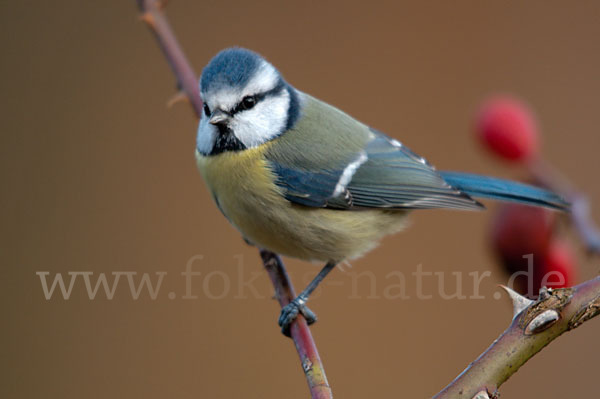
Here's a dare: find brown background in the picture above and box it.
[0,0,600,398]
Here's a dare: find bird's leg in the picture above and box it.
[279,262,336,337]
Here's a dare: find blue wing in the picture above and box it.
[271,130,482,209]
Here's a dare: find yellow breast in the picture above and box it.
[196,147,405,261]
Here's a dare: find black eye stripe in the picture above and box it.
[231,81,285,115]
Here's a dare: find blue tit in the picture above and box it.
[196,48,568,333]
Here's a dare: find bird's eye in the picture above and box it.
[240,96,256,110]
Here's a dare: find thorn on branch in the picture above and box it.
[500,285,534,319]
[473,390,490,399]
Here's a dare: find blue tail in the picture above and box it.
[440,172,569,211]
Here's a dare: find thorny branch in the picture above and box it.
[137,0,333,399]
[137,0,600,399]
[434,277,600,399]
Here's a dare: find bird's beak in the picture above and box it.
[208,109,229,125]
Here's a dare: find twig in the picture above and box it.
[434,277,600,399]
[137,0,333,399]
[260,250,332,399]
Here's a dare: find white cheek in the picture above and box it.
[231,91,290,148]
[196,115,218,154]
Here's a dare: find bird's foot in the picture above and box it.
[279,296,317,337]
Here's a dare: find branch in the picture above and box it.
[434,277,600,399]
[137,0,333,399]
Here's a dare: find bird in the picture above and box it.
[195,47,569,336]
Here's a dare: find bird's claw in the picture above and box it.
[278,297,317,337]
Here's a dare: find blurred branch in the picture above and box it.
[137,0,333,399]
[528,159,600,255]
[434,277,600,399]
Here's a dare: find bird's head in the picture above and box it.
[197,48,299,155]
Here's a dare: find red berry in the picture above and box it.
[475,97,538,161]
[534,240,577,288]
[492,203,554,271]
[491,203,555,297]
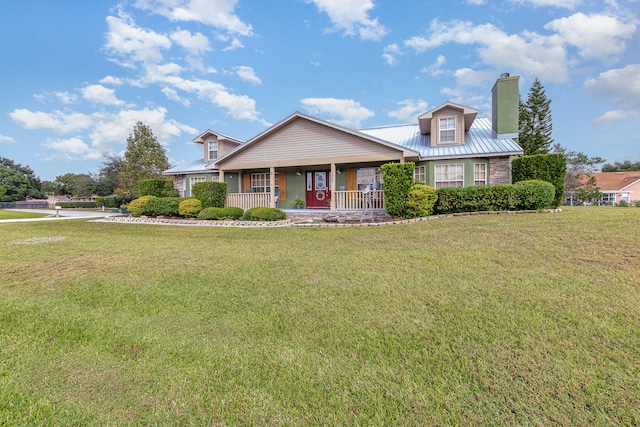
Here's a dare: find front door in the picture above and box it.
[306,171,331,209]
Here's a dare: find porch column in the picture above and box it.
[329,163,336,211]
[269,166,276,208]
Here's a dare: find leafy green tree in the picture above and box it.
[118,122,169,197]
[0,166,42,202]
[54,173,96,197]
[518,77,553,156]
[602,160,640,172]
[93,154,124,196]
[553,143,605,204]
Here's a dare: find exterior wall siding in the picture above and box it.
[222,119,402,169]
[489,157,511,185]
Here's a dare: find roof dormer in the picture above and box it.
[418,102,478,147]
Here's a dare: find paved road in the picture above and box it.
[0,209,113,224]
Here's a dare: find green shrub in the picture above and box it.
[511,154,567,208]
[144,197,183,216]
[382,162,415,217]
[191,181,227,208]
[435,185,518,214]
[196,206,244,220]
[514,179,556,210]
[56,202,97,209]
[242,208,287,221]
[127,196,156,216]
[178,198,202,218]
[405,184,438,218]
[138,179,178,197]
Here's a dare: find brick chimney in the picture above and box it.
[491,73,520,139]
----
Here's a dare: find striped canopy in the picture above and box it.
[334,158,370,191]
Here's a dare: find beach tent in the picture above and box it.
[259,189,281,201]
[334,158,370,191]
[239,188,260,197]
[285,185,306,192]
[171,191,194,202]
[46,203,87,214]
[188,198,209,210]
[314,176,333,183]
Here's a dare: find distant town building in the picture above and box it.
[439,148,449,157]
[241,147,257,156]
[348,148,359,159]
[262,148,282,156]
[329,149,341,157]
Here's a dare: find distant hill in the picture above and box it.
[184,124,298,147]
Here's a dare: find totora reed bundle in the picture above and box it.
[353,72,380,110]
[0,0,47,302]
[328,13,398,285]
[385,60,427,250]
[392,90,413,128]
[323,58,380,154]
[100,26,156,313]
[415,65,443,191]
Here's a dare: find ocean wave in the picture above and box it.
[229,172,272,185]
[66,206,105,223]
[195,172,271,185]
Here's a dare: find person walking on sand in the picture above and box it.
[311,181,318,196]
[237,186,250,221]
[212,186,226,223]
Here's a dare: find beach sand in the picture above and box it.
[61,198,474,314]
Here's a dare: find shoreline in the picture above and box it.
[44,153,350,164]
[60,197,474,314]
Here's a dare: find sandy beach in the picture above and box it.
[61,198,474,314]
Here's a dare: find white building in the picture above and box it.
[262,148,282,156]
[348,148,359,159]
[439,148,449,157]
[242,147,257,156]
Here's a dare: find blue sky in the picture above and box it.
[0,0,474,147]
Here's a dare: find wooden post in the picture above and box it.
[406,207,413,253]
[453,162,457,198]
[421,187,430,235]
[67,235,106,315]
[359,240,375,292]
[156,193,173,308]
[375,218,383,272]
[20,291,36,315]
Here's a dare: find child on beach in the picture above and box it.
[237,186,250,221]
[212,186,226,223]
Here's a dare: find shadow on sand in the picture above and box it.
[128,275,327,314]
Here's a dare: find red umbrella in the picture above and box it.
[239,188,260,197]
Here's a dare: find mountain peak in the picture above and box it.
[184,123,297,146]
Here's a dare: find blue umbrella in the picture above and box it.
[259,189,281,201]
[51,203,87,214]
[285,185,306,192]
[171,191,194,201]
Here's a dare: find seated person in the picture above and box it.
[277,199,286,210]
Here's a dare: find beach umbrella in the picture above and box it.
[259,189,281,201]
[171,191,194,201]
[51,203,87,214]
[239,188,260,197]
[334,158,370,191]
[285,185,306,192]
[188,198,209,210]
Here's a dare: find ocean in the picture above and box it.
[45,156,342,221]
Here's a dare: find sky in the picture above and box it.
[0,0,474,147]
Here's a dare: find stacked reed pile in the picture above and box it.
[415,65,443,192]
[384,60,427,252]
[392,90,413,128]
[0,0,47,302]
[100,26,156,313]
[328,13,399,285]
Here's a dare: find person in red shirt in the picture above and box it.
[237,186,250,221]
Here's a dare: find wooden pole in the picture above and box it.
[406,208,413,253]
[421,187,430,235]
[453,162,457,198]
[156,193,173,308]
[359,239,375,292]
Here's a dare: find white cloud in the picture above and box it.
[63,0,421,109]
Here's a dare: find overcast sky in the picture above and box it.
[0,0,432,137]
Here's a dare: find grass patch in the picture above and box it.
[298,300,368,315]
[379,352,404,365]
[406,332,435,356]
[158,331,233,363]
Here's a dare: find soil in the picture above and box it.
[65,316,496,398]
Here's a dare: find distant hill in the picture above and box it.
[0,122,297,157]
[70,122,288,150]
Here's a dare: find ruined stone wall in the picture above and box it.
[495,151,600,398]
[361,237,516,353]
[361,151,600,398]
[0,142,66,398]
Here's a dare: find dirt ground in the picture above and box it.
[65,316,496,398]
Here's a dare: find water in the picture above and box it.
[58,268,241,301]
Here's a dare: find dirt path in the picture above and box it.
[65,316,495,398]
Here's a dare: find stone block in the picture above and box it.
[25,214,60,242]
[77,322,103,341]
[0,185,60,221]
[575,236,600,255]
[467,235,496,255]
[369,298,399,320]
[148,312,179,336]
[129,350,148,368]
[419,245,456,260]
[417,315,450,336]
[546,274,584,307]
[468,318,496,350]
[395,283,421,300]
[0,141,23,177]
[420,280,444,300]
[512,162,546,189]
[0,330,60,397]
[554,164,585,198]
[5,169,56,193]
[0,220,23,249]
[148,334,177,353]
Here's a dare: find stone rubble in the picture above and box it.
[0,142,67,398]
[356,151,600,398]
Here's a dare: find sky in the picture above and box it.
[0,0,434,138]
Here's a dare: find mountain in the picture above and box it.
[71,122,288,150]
----
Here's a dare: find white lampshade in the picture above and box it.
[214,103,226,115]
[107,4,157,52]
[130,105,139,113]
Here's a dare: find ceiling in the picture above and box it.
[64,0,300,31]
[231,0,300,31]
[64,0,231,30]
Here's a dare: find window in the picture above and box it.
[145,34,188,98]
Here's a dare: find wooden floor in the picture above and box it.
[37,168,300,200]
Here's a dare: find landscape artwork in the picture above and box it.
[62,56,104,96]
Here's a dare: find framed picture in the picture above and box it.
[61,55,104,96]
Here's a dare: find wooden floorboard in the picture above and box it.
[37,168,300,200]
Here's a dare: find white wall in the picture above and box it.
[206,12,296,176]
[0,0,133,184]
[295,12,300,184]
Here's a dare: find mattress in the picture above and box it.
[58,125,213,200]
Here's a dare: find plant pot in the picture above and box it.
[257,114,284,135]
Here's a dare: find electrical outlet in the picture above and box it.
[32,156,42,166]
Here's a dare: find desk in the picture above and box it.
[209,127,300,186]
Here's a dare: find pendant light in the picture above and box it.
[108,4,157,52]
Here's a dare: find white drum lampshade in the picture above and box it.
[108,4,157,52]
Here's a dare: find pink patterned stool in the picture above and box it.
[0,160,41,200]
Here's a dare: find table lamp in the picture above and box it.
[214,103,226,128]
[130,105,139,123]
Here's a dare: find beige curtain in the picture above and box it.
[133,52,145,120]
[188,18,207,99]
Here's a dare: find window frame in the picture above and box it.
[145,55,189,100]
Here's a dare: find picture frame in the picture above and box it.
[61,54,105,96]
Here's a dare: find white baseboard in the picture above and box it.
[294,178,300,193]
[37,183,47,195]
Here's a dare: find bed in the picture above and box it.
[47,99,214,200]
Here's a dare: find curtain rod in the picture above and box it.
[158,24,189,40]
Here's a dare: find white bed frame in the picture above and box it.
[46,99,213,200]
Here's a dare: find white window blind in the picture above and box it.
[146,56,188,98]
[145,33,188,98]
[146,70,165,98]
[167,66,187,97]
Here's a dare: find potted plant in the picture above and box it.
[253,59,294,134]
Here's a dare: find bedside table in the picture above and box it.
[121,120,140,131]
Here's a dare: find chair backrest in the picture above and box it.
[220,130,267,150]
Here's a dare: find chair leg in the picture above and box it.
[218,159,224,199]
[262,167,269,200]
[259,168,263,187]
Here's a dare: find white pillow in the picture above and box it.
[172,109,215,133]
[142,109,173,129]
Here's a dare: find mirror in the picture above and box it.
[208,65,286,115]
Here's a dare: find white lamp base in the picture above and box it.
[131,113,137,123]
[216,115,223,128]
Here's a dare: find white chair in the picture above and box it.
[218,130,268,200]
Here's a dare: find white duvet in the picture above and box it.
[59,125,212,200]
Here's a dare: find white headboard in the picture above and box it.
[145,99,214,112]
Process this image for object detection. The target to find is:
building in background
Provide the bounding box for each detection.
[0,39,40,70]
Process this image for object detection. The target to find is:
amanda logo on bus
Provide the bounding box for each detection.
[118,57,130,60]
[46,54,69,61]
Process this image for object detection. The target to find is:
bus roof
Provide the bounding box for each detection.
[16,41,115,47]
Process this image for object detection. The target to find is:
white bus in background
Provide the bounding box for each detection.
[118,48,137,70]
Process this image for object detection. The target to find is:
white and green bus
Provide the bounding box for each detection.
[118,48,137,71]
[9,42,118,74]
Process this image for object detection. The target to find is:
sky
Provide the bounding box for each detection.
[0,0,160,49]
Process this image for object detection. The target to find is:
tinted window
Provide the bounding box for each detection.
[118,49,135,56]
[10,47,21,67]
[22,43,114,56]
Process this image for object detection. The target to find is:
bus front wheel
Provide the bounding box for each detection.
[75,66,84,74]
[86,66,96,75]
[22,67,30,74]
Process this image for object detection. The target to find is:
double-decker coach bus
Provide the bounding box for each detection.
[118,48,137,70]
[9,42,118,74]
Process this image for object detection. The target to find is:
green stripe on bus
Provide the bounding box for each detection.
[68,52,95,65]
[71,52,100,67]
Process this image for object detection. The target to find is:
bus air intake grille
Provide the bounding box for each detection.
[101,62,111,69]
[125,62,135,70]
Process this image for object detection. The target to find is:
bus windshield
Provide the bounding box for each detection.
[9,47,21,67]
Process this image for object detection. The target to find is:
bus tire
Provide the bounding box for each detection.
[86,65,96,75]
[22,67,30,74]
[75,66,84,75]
----
* **Task goal**
Put the lines of the listing from the line with "Here's a dare: find brown" to the line with "[278,297,317,337]" into a JSON list of strings, one string per line and no blank lines.

* **Written answer**
[
  "Here's a dare: find brown background in the picture above and box it.",
  "[0,0,600,398]",
  "Here's a dare: find bird's leg in the picture above and box it.",
  "[279,262,336,337]",
  "Here's a dare: find blue wing in the picture above and box it.",
  "[271,130,482,209]",
  "Here's a dare: find yellow breast in the picture above and box it.",
  "[196,147,405,261]",
  "Here's a dare: find black eye stripe in the picture above and box it.",
  "[231,81,285,115]",
  "Here's a dare: find blue tit in the picture above and box it.",
  "[196,48,568,333]",
  "Here's a dare: find bird's eye in the picture above and box it.",
  "[240,96,256,110]",
  "Here's a dare: find thorn on branch in the picture above and box it.",
  "[500,285,534,319]",
  "[473,390,490,399]",
  "Here's a dare: find blue tail in the picture above and box it.",
  "[440,172,569,211]",
  "Here's a dare: find thorny branch in the picture above and box it.",
  "[137,0,333,399]",
  "[137,0,600,399]",
  "[434,277,600,399]",
  "Here's a dare: find bird's beak in the picture above and box it.",
  "[208,109,229,125]",
  "Here's a dare: find twig in the picture above and box it.",
  "[434,277,600,399]",
  "[137,0,333,399]",
  "[260,250,332,399]",
  "Here's a dare: find white cheek in the picture above and box it.",
  "[231,91,290,148]",
  "[196,115,218,154]",
  "Here's a dare: find bird's foot in the picture above and box it.",
  "[279,296,317,337]",
  "Here's a dare: find branch in the picture above and box it.",
  "[434,277,600,399]",
  "[137,0,333,399]",
  "Here's a dare: find bird in the picture above and box it.",
  "[195,47,569,336]",
  "Here's a dare: find bird's claw in the picture above and box it.",
  "[278,297,317,337]"
]